### WORK REQUIRED:
Convert every line of the material below into a JSON list of strings, one string per line, skipping blank lines. Omit the pictures from your output.

[Entries from an annotation dataset]
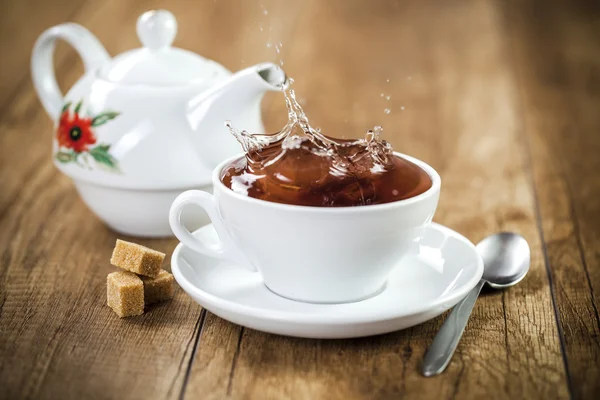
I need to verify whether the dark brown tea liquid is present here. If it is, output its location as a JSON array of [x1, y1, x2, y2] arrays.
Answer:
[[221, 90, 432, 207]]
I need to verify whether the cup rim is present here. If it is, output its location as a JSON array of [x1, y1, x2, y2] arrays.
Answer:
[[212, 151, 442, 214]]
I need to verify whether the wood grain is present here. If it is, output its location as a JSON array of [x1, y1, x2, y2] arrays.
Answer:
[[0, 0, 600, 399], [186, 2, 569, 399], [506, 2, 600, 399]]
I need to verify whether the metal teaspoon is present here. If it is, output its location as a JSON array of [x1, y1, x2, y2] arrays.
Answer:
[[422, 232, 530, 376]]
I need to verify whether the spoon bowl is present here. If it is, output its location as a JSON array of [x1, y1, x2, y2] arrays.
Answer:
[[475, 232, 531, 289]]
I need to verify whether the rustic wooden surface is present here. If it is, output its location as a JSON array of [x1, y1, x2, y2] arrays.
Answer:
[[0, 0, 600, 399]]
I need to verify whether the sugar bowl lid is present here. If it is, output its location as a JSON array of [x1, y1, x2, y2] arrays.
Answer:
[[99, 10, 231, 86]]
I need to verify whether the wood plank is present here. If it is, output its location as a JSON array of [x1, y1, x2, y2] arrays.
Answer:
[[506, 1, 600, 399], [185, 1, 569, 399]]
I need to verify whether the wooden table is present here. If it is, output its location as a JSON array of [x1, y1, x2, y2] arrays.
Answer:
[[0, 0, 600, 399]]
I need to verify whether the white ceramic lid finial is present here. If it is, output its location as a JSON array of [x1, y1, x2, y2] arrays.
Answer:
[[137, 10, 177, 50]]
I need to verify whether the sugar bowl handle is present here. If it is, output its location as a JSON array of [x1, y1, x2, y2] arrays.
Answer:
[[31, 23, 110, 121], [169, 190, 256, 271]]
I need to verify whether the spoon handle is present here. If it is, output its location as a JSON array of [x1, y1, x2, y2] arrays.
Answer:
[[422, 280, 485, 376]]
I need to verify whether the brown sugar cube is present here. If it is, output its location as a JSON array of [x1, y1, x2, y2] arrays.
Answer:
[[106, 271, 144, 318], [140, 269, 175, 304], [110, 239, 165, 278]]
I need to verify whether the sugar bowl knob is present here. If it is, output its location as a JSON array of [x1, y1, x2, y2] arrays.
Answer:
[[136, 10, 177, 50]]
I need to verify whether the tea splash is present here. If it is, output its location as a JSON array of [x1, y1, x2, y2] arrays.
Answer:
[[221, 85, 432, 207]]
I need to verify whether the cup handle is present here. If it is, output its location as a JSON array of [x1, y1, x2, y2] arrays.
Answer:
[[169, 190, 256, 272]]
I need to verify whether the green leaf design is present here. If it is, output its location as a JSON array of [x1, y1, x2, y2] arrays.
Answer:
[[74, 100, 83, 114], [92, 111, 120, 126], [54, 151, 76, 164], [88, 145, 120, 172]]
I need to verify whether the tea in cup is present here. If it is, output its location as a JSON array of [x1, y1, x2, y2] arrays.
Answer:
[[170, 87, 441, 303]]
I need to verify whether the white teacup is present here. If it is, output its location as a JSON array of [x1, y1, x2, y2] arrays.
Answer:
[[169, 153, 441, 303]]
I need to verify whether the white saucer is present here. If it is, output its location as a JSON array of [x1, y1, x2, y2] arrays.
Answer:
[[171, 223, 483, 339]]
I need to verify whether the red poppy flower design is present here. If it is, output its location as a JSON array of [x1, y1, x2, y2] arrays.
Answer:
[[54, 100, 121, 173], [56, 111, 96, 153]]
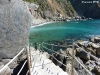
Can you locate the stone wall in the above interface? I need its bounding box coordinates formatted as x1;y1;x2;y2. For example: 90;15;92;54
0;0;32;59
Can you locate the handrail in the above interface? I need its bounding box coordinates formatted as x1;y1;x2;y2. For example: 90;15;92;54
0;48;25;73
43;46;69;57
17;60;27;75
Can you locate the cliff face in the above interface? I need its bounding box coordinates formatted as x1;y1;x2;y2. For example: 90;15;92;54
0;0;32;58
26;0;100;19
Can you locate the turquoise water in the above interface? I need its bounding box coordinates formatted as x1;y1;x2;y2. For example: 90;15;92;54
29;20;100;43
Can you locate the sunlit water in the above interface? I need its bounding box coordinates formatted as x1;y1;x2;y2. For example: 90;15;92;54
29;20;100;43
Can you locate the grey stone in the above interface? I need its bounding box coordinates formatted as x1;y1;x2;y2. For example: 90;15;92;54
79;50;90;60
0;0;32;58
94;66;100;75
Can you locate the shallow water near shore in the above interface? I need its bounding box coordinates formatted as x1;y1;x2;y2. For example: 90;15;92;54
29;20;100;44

### EXERCISE SOLUTION:
[
  "I need to verify whether the dark brown tea liquid is present here. If it is, output its location as a JSON array of [x1, y1, x2, y2] arrays.",
  "Answer:",
  "[[221, 90, 432, 207]]",
  "I need to verify whether the cup rim is present here. If it is, output its location as a JSON array of [x1, y1, x2, y2] arrays.",
  "Answer:",
  "[[212, 151, 442, 214]]",
  "I need to verify whether the wood grain is present here. If it is, output its location as a JSON array of [x1, y1, x2, y2] arrays.",
  "Answer:",
  "[[0, 0, 600, 399], [186, 2, 569, 399], [506, 2, 600, 399]]",
  "I need to verify whether the metal teaspoon is present here. If it is, output its location as a JSON array of [x1, y1, x2, y2] arrays.",
  "Answer:",
  "[[422, 232, 530, 376]]",
  "I need to verify whether the spoon bowl is present here. If it is, output its location as a JSON array of [x1, y1, x2, y2] arrays.",
  "Answer:",
  "[[475, 232, 531, 289]]",
  "I need to verify whether the rustic wooden surface is present here. If it is, output its location as a JSON array of [x1, y1, x2, y2] arrays.",
  "Answer:",
  "[[0, 0, 600, 399]]",
  "I need to verify whether the sugar bowl lid is present here. If it is, output its location as a JSON array of [x1, y1, x2, y2] arrays.",
  "Answer:",
  "[[99, 10, 231, 86]]",
  "I need to verify whether the wood plank is present here. If it is, output its location as a JSON array of [x1, y1, x2, y2] arrays.",
  "Answer:",
  "[[506, 1, 600, 399], [185, 1, 569, 399]]",
  "I need to verify whether the wooden table is present here. If it is, output its location as a JSON array of [x1, y1, x2, y2] arrays.",
  "Answer:",
  "[[0, 0, 600, 399]]",
  "I need to verify whether the white ceramic lid finial is present here. If it is, output its location as a JSON array of [x1, y1, x2, y2] arrays.",
  "Answer:",
  "[[137, 10, 177, 50]]",
  "I need to verify whether the sugar bowl handle is present here. If it is, output its location as a JSON array of [x1, y1, x2, y2] arrays.",
  "Answer:",
  "[[31, 23, 110, 121], [169, 190, 256, 271]]",
  "I need to verify whether the spoon handle is present here. If it is, output its location as a JSON array of [x1, y1, x2, y2] arrays.",
  "Answer:",
  "[[422, 280, 485, 376]]",
  "I need to verify whether the brown sugar cube is present here. If it is, output its location as a JSON array of [x1, y1, x2, y2] arrays.",
  "Answer:",
  "[[106, 271, 144, 318], [140, 269, 175, 304], [110, 239, 165, 278]]",
  "I need to verify whether the sugar bowl knob is present here. If it is, output its location as a JSON array of [x1, y1, x2, y2] arrays.",
  "Answer:",
  "[[136, 10, 177, 50]]",
  "I need to verify whether the tea splash is present here. If it is, output its location as a JSON array of [x1, y1, x2, y2] arrays.",
  "Answer:",
  "[[221, 85, 432, 207]]",
  "I need to verify whether the cup handle is present here. If it is, output its location as a JSON array of [x1, y1, x2, y2] arrays.",
  "Answer:",
  "[[169, 190, 256, 272]]",
  "I need to verify whether the green leaf design is present here. If it is, output its location as a JSON array of [x1, y1, x2, y2] arrays.",
  "Answer:",
  "[[74, 100, 83, 114], [92, 111, 120, 126], [54, 151, 76, 164], [88, 145, 120, 172]]",
  "I need to verify whether the tea in cup is present here. If it is, output its location as a JSON array of [x1, y1, x2, y2] arrays.",
  "Answer:",
  "[[170, 87, 441, 303]]",
  "I need to verify whether the white teacup is present here. If it is, output its location as a JSON array of [x1, y1, x2, y2] arrays.",
  "Answer:",
  "[[169, 153, 441, 303]]",
  "I need to verify whether the white saucer is present here. If it is, output its location as a JSON array of [x1, y1, x2, y2] arrays.",
  "Answer:",
  "[[171, 223, 483, 339]]",
  "I need to verify whether the red poppy flower design is present here. If it is, output its location as a JSON array of [x1, y1, x2, y2] arrays.",
  "Answer:",
  "[[54, 100, 121, 173], [56, 111, 96, 153]]",
  "Can you locate the stone wall in the above interface? I need its bounding box coordinates formatted as x1;y1;x2;y2. For example: 90;15;92;54",
  "0;0;32;59",
  "Can you locate the handrail in the above interface? I need its bounding box coordinates formatted as x1;y1;x2;y2. For example: 90;15;92;54",
  "0;48;25;73",
  "43;46;69;57",
  "17;60;27;75",
  "Can you locate the cliff face in the above interface? I need its bounding box coordinates formatted as x1;y1;x2;y2. For example: 90;15;92;54",
  "0;0;32;58",
  "26;0;100;19",
  "Can you locate the turquoise water in the above interface? I need its bounding box coordinates formatted as x1;y1;x2;y2. For example: 90;15;92;54",
  "29;20;100;43",
  "Can you locate the sunlit water in the above interface? I need its bounding box coordinates formatted as x1;y1;x2;y2. For example: 90;15;92;54",
  "29;20;100;43",
  "Can you locate the grey stone in the above interface? I need its bounding box coordinates formatted as x1;y1;x2;y2. For example: 90;15;92;54",
  "79;50;90;60",
  "0;0;32;58",
  "94;66;100;75",
  "Can you locate the shallow water near shore in the above interface? I need its bounding box coordinates formatted as x1;y1;x2;y2. For example: 90;15;92;54",
  "29;20;100;44"
]